Revise the part of the listing that opens with the line containing "Please point out the white cabinet, giving" and runs through the end of the listing. Replace "ivy plant" with "fern" and keep everything else unchanged.
[BEGIN]
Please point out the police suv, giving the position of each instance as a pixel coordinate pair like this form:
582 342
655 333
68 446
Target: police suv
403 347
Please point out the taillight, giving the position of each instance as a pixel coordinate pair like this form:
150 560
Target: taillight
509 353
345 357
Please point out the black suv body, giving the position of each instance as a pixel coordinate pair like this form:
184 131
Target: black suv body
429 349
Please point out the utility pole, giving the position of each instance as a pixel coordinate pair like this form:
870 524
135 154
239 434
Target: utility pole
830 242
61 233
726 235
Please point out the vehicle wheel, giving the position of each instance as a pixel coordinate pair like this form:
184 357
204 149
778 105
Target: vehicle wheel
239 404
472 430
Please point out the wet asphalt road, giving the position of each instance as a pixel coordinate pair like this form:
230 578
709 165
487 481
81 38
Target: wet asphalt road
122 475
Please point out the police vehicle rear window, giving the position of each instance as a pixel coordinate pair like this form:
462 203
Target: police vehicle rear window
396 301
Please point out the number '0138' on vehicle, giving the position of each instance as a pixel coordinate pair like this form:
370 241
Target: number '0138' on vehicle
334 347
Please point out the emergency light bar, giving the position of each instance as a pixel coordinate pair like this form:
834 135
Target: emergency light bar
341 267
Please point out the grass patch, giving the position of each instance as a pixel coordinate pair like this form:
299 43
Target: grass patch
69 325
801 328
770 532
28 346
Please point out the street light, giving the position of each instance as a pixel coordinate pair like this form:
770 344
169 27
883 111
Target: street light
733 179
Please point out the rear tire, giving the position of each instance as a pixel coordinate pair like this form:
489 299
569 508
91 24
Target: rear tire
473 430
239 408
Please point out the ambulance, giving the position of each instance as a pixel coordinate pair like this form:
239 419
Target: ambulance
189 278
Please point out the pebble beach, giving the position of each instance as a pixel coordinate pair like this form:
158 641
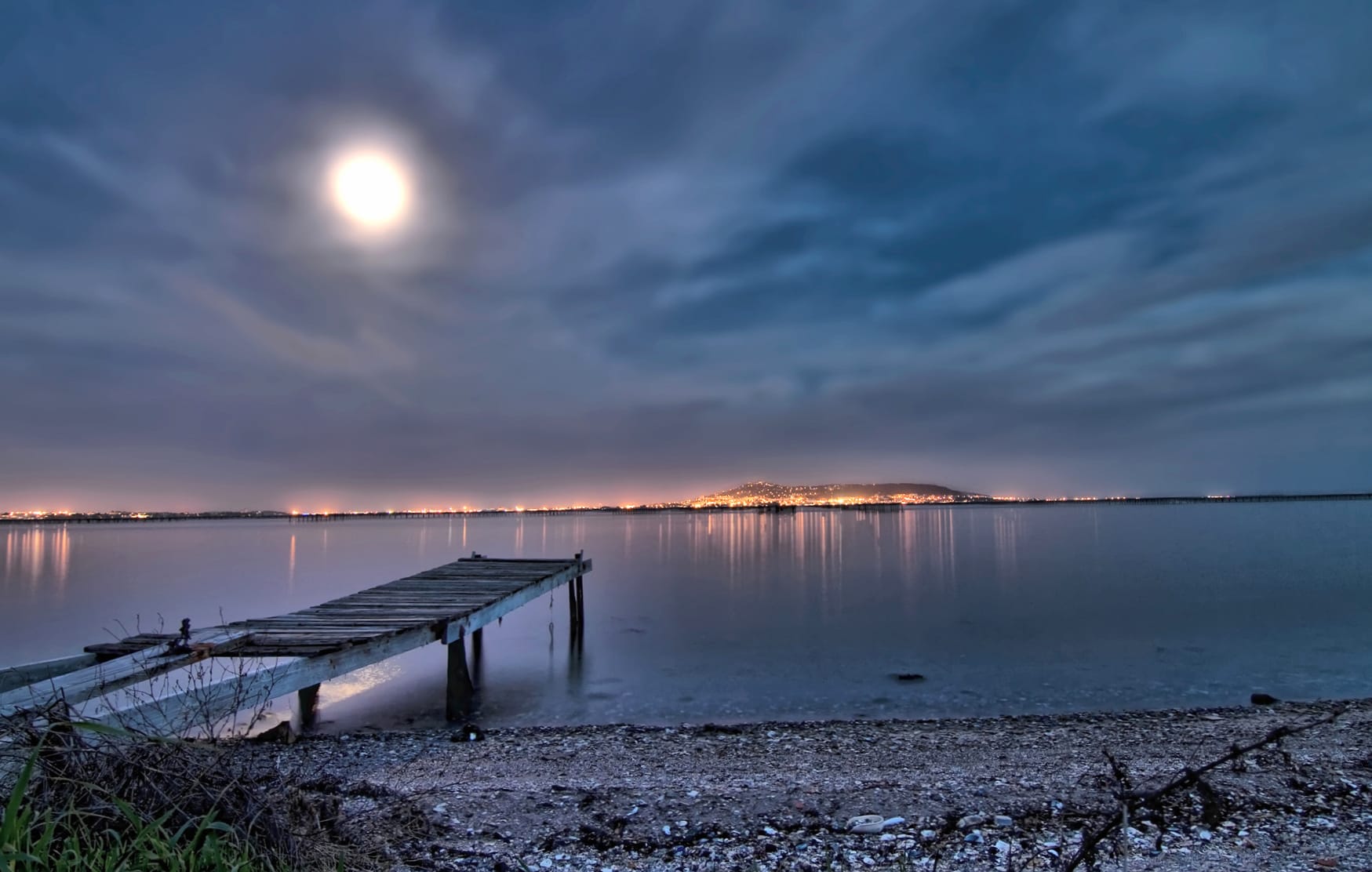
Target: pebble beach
1010 793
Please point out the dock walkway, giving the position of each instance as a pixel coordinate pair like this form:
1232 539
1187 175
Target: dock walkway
294 653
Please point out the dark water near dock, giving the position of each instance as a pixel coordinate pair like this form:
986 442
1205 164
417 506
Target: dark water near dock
738 616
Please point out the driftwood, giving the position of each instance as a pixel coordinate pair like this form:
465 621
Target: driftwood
1134 800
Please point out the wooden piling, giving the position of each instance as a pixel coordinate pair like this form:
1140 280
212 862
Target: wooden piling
309 699
580 605
459 681
476 656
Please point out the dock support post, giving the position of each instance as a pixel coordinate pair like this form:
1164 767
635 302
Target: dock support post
580 598
459 681
476 656
309 698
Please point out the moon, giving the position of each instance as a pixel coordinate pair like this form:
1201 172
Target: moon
371 190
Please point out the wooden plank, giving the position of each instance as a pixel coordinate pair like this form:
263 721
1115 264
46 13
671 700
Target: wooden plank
82 685
210 703
43 670
504 606
333 638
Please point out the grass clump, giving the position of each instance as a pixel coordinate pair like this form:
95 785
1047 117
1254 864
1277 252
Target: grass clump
118 838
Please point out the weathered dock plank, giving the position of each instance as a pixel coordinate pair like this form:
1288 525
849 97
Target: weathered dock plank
43 670
300 649
99 679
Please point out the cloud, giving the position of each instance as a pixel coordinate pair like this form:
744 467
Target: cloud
996 242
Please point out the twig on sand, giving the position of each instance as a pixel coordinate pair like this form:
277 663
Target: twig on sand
1131 800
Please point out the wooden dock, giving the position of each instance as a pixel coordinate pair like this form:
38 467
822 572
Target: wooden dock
294 653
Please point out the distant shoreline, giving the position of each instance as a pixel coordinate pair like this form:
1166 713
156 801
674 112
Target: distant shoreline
129 518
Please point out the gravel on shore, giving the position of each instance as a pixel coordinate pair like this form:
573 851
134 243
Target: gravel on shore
1010 793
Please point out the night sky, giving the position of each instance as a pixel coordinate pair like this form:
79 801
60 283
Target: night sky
656 249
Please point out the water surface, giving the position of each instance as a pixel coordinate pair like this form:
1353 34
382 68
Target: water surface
738 616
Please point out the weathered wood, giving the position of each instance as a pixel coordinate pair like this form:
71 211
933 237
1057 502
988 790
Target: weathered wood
43 670
76 687
338 637
309 699
251 690
460 690
504 606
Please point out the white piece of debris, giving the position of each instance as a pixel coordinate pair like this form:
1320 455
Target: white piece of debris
866 823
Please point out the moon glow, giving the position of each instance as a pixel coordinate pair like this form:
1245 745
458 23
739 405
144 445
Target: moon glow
371 190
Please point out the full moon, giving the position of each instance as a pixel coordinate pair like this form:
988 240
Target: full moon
369 190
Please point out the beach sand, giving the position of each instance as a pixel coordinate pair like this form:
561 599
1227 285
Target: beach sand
778 795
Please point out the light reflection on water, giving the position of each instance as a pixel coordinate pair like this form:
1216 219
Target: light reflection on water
727 616
38 553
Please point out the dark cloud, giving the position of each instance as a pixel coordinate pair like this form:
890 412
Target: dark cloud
1042 245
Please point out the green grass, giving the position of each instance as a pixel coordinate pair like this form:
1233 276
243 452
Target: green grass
35 839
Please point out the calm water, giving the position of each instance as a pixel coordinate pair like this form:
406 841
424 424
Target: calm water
694 617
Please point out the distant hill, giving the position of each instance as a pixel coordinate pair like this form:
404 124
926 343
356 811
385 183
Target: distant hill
756 492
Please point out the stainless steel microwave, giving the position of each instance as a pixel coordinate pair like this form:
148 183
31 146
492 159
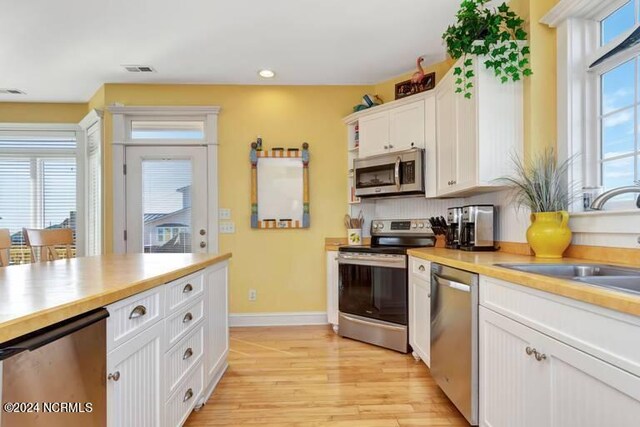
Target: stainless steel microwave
390 174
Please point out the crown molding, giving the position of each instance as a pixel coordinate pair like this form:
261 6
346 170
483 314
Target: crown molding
585 9
162 110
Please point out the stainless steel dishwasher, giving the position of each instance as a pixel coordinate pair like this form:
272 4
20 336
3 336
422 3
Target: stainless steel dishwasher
454 337
55 376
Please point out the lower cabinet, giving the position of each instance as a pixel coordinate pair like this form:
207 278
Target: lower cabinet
528 378
420 309
420 318
173 363
217 326
135 380
333 282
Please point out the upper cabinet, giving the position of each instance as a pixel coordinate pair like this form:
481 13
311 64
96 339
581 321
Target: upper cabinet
393 129
477 137
374 134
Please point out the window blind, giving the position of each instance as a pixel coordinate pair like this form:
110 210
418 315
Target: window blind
94 191
37 183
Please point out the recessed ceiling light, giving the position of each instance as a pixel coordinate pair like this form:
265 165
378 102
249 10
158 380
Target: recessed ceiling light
139 68
266 74
7 91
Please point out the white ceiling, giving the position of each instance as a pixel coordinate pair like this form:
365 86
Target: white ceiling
63 50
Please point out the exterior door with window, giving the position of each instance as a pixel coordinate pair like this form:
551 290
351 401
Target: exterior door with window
166 199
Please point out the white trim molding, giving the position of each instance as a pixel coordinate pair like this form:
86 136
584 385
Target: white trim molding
583 9
279 319
122 116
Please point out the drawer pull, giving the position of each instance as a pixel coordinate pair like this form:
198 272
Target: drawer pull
139 311
187 354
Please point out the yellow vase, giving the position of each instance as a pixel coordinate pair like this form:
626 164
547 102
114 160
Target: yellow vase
549 234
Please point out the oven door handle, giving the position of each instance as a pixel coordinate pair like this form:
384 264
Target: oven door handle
396 173
378 325
452 284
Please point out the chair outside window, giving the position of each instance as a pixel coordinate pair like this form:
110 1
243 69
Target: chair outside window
49 244
5 247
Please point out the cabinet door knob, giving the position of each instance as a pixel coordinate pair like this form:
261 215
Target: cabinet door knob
138 311
187 353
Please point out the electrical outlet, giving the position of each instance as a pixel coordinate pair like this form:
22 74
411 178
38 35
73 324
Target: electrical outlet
227 227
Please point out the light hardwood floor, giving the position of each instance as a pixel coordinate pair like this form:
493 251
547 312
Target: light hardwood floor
308 376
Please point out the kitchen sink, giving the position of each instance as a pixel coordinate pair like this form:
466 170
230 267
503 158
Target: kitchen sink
624 279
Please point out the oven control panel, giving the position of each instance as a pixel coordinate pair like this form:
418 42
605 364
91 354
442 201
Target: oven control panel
405 226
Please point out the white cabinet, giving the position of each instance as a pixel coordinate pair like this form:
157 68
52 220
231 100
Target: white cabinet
477 137
374 134
167 349
333 282
420 309
406 126
217 325
420 318
134 382
530 379
397 127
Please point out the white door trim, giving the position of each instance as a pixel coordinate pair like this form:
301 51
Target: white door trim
121 116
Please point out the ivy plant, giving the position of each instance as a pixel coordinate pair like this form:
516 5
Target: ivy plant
497 34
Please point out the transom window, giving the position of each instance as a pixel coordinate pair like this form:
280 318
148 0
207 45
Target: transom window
[END]
_The completed task_:
Please point out the white cabinet, giving the position of each instance as a pixel coordinate pair like this form:
157 68
52 220
231 100
Target: white cabinet
477 137
374 134
167 349
333 282
420 309
406 126
217 325
420 318
134 382
530 379
397 127
Please point out the white door trim, giving the position of each instance as a pixel coordinate pair like this form:
301 51
Target: white door trim
121 116
Please point out the fern, giving the position of each instance as a pixel coordinate pair like this form:
516 5
Target: fern
497 34
Please point out the transom window, giving the position of each instance as a pixel coordinate pair like this form:
280 318
148 0
207 45
Target: transom window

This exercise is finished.